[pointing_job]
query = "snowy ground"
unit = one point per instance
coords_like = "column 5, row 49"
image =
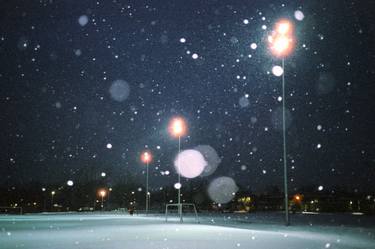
—————
WHAT YOU ARE ASKED TO DO
Every record must be set down again exactly; pictures do not belong in the copy.

EXERCISE OUTPUT
[pointing_job]
query = "snowy ground"
unit = one point per instance
coords_like = "column 5, row 49"
image =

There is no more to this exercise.